Problem requirements: Rewrite each of the records below, swapping "one point per instance" for "a single point for each instance" and keeping every other line unchanged.

---------- Listed records

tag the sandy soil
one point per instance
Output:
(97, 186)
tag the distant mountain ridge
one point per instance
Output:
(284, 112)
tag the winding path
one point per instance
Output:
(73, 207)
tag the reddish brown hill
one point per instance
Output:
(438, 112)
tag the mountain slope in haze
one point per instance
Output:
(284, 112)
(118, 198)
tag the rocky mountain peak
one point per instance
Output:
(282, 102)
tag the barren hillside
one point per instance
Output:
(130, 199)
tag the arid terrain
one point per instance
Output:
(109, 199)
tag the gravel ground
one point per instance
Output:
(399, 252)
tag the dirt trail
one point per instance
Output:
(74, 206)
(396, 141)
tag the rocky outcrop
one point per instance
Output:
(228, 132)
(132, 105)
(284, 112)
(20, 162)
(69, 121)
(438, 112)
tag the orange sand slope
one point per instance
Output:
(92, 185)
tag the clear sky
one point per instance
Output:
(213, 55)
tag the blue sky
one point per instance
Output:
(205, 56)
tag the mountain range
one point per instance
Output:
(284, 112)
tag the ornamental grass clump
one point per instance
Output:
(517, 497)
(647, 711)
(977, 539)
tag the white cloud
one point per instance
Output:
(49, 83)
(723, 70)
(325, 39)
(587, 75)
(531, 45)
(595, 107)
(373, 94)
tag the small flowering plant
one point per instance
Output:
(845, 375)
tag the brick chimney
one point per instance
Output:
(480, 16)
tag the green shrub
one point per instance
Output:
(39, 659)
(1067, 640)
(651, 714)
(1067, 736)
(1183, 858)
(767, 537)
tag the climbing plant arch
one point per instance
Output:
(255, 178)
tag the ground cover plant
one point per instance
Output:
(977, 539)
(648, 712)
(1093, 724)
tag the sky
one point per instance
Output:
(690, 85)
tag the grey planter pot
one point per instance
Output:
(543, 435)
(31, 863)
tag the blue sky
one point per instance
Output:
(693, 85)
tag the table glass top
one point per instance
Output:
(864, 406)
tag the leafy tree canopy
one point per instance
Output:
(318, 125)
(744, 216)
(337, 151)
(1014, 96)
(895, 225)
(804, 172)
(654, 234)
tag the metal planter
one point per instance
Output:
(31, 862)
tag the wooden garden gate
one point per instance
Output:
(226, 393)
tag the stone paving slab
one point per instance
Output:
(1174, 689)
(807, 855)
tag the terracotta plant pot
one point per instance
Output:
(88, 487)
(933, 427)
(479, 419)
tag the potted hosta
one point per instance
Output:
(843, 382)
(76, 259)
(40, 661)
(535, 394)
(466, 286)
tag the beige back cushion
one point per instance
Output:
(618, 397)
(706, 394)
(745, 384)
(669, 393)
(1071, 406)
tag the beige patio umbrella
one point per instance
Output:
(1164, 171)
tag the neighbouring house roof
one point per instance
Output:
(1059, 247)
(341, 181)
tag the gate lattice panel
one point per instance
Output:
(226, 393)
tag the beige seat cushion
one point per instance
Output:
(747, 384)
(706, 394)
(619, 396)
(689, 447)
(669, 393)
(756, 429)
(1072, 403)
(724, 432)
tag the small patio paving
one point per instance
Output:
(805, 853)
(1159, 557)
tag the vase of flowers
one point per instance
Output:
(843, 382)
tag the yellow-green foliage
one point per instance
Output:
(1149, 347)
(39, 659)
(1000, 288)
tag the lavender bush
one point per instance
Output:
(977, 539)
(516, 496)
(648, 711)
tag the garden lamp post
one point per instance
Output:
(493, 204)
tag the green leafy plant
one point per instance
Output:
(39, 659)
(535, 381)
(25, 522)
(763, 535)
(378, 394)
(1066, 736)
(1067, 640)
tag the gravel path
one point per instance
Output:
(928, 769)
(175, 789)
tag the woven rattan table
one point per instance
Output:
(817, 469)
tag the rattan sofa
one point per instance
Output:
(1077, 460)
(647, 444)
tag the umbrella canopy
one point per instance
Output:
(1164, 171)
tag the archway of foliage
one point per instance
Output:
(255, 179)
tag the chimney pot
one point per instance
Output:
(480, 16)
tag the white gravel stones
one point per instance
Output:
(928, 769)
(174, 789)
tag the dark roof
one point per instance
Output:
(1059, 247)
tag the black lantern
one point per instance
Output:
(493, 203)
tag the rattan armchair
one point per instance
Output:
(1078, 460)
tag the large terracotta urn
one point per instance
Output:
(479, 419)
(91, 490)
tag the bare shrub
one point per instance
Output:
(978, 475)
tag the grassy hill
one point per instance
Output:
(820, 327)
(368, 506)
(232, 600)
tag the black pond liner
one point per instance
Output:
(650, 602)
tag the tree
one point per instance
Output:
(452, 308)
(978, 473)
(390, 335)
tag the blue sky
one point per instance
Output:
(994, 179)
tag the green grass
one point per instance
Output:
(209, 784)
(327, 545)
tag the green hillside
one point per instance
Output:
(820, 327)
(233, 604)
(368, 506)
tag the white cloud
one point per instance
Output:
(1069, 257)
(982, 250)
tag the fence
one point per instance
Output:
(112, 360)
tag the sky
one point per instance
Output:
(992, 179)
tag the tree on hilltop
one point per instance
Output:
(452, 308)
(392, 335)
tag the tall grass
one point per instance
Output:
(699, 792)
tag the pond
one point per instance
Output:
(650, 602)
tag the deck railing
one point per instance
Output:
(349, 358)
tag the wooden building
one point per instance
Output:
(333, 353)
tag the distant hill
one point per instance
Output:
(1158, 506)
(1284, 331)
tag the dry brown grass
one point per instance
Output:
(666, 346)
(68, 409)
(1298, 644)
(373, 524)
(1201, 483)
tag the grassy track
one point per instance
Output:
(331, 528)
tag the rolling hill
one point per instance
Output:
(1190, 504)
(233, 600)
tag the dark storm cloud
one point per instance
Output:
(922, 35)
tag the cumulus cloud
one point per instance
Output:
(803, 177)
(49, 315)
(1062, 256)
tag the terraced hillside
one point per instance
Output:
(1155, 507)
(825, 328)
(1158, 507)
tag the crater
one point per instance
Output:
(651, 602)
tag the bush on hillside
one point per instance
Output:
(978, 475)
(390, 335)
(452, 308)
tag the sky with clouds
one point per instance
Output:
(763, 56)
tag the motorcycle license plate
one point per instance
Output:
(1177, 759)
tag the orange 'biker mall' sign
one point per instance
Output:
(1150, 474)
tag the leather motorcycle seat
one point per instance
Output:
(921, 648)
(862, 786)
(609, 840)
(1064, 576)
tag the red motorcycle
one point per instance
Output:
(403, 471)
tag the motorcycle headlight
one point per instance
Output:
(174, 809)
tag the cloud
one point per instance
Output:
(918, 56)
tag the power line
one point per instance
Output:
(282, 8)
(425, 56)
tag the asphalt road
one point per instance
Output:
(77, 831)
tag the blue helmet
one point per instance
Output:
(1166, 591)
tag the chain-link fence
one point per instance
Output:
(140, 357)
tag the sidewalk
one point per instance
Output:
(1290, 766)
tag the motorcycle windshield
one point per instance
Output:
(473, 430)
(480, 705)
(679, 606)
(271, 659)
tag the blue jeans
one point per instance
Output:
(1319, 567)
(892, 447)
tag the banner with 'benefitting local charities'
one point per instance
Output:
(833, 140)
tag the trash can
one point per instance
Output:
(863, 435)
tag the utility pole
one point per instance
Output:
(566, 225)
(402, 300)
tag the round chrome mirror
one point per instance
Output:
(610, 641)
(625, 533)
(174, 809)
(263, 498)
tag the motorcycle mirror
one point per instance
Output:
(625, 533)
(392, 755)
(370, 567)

--------------------

Reply to the task:
tag the sandy soil
a single point for each instance
Output:
(97, 186)
tag the distant mountain ridge
a single point for each instance
Output:
(284, 112)
tag the winding path
a single point for each instance
Output:
(73, 207)
tag the reddish brown hill
a single point for each instance
Output:
(438, 112)
tag the mountain slope in haze
a single point for each instance
Output:
(284, 112)
(118, 198)
tag the rocky mountain peak
a single point for each instance
Output:
(282, 102)
tag the barren hillside
a single point for each instance
Output:
(130, 199)
tag the arid terrain
a single point for each instance
Output:
(109, 199)
tag the gravel ground
a single point for each instance
Output:
(399, 252)
tag the dirt trail
a single point for each instance
Output:
(74, 206)
(396, 141)
tag the rocky outcrop
a single point for each instance
Output:
(228, 132)
(132, 105)
(284, 112)
(20, 162)
(69, 121)
(438, 112)
tag the orange sand slope
a single point for each instance
Output:
(92, 185)
tag the clear sky
a single point for each instance
Output:
(213, 55)
tag the blue sky
a single point for each instance
Output:
(205, 56)
tag the mountain range
a single point for each instance
Output:
(284, 112)
tag the ornamental grass clump
a single point for each instance
Output:
(517, 497)
(647, 711)
(977, 539)
tag the white cloud
a single point for each instance
Output:
(49, 83)
(723, 70)
(325, 39)
(587, 75)
(531, 45)
(595, 107)
(373, 94)
tag the small flowering plant
a single point for each instance
Output:
(845, 375)
tag the brick chimney
a single point for each instance
Output:
(480, 16)
tag the green shrub
a single point for each instance
Output:
(39, 659)
(1067, 640)
(651, 714)
(1067, 736)
(1183, 858)
(767, 537)
tag the climbing plant arch
a single point for each instance
Output:
(255, 178)
tag the ground cover plant
a single point for each instance
Output:
(977, 539)
(648, 712)
(1093, 724)
tag the sky
a single point for each instance
Output:
(690, 85)
tag the grey planter pot
a single point for each instance
Output:
(543, 435)
(31, 863)
tag the blue sky
a single point for each instance
Output:
(693, 85)
tag the table glass top
a single point for each instance
Output:
(864, 406)
tag the leafy tree canopy
a single point for each instance
Output:
(318, 125)
(744, 216)
(337, 151)
(1014, 96)
(895, 225)
(804, 172)
(654, 234)
tag the metal planter
a single point for each instance
Output:
(31, 862)
tag the wooden garden gate
a single point for each instance
Output:
(226, 393)
tag the stone paving slab
a single point for each instance
Output:
(1174, 689)
(807, 855)
tag the terracotta plant pot
a single point for each instance
Output:
(88, 487)
(933, 427)
(479, 419)
tag the potted hosta
a single point for each instance
Output:
(843, 382)
(76, 259)
(40, 661)
(535, 394)
(466, 286)
tag the beige back cushion
a single point for each instance
Output:
(618, 397)
(706, 394)
(745, 384)
(669, 393)
(1071, 406)
tag the beige patio umbrella
a single point for each instance
Output:
(1164, 171)
tag the neighbouring house roof
a single point for each instance
Output:
(1059, 247)
(341, 181)
tag the gate lattice panel
a single point for each instance
Output:
(226, 393)
tag the beige seat cushion
a single point for each instance
Output:
(747, 384)
(706, 394)
(619, 396)
(689, 447)
(669, 393)
(756, 429)
(1072, 403)
(724, 432)
tag the small patio paving
a single point for each instance
Output:
(805, 853)
(1159, 557)
tag the vase of flowers
a single point for each instance
Output:
(843, 382)
tag the yellow-green foliage
a single point for each instance
Output:
(1149, 347)
(39, 659)
(1000, 288)
tag the lavender bush
a single point for each instance
Output:
(977, 539)
(516, 496)
(648, 711)
tag the garden lamp post
a single point for each instance
Output:
(493, 204)
tag the green leafy plant
a single point for each instance
Output:
(39, 659)
(535, 381)
(25, 522)
(763, 535)
(378, 394)
(1066, 736)
(1067, 640)
tag the gravel path
a single point for each instance
Output:
(928, 769)
(175, 789)
tag the woven rattan table
a single point for each instance
Output:
(817, 469)
tag the rattan sofa
a single point for each instance
Output:
(1077, 460)
(647, 444)
tag the umbrella canopy
a single point for each instance
Output:
(1164, 171)
tag the archway of foliage
a single point for each instance
Output:
(255, 179)
tag the chimney pot
a single point for each instance
Output:
(480, 16)
tag the white gravel stones
a single point for each instance
Output:
(928, 769)
(174, 789)
tag the dark roof
a single point for each instance
Output:
(1059, 247)
tag the black lantern
a single point for each instance
Output:
(493, 203)
tag the rattan armchair
a single point for each instance
Output:
(1078, 460)
tag the large terracotta urn
a single point for each instance
Output:
(479, 419)
(91, 490)
tag the bare shrub
a single point for each instance
Output:
(978, 475)
tag the grassy hill
a single point for each instance
Output:
(820, 327)
(368, 506)
(232, 600)
tag the black pond liner
a single point for each instance
Output:
(650, 602)
tag the tree
a single point for each instance
Output:
(452, 308)
(978, 473)
(390, 335)
tag the blue sky
a single point for each instance
Output:
(994, 179)
tag the green grass
a single point for each instance
Output:
(209, 784)
(327, 545)
tag the green hillside
a single point for each instance
Output:
(820, 327)
(233, 604)
(368, 506)
tag the white cloud
a single point for each instance
Output:
(1069, 257)
(982, 250)
tag the fence
a single point for each instance
Output:
(112, 360)
tag the sky
a single point for each instance
Output:
(992, 179)
tag the tree on hilltop
a single point for each instance
Output:
(452, 308)
(392, 335)
tag the tall grass
a single point for each instance
Output:
(699, 792)
tag the pond
a single point for each instance
Output:
(650, 602)
tag the deck railing
a single point for each instance
Output:
(349, 358)
tag the wooden building
a single point for each instance
Output:
(333, 353)
tag the distant hill
a single point for each instance
Output:
(1158, 506)
(1284, 331)
tag the dry brown grass
a single point for each instance
Output:
(666, 346)
(68, 409)
(1298, 644)
(373, 524)
(1201, 483)
tag the grassy track
a single point for each instance
Output:
(331, 528)
tag the rolling hill
a single point for each instance
Output:
(1190, 504)
(233, 600)
tag the dark storm cloud
a single point for each instance
Output:
(922, 35)
tag the cumulus cloud
a single point for each instance
Output:
(803, 177)
(49, 315)
(1062, 256)
tag the terraced hillside
a single point for each instance
Output:
(1155, 507)
(825, 328)
(1158, 507)
tag the crater
a single point for each instance
Output:
(651, 602)
tag the bush on hillside
a single point for each instance
Output:
(978, 475)
(390, 335)
(452, 308)
tag the sky with clouds
a single point for each instance
Output:
(763, 56)
tag the motorcycle license plate
a single point for each instance
Output:
(1177, 759)
tag the orange 'biker mall' sign
a single point for each instance
Output:
(1150, 474)
tag the leather motorcycle seat
a single point for each instance
Output:
(921, 648)
(862, 786)
(609, 840)
(1064, 576)
tag the red motorcycle
a single point for each instance
Output:
(403, 471)
tag the motorcycle headlight
a single point for each instance
Output:
(174, 809)
tag the cloud
a single point for each instance
Output:
(918, 56)
tag the power line
a single point for each instance
Output:
(282, 8)
(425, 56)
tag the asphalt road
a single point for each instance
Output:
(77, 831)
tag the blue helmet
a single point for each instance
Output:
(1166, 591)
tag the chain-link fence
a single point for each instance
Output:
(140, 357)
tag the sidewalk
a single point for each instance
Output:
(1290, 766)
tag the motorcycle windshield
a single point for each instance
Output:
(473, 430)
(480, 705)
(679, 606)
(271, 659)
tag the blue jeans
a single point for each instance
Output:
(1319, 567)
(892, 447)
tag the banner with 'benefitting local charities'
a single point for each instance
Output:
(833, 140)
tag the trash can
a single point for each instance
Output:
(863, 435)
tag the utility pole
a single point for each instance
Output:
(566, 225)
(402, 300)
tag the round chrome mirror
a single point for each instance
Output:
(610, 641)
(625, 533)
(174, 809)
(263, 498)
tag the motorcycle mirror
a single point for each instance
Output:
(625, 533)
(392, 755)
(370, 567)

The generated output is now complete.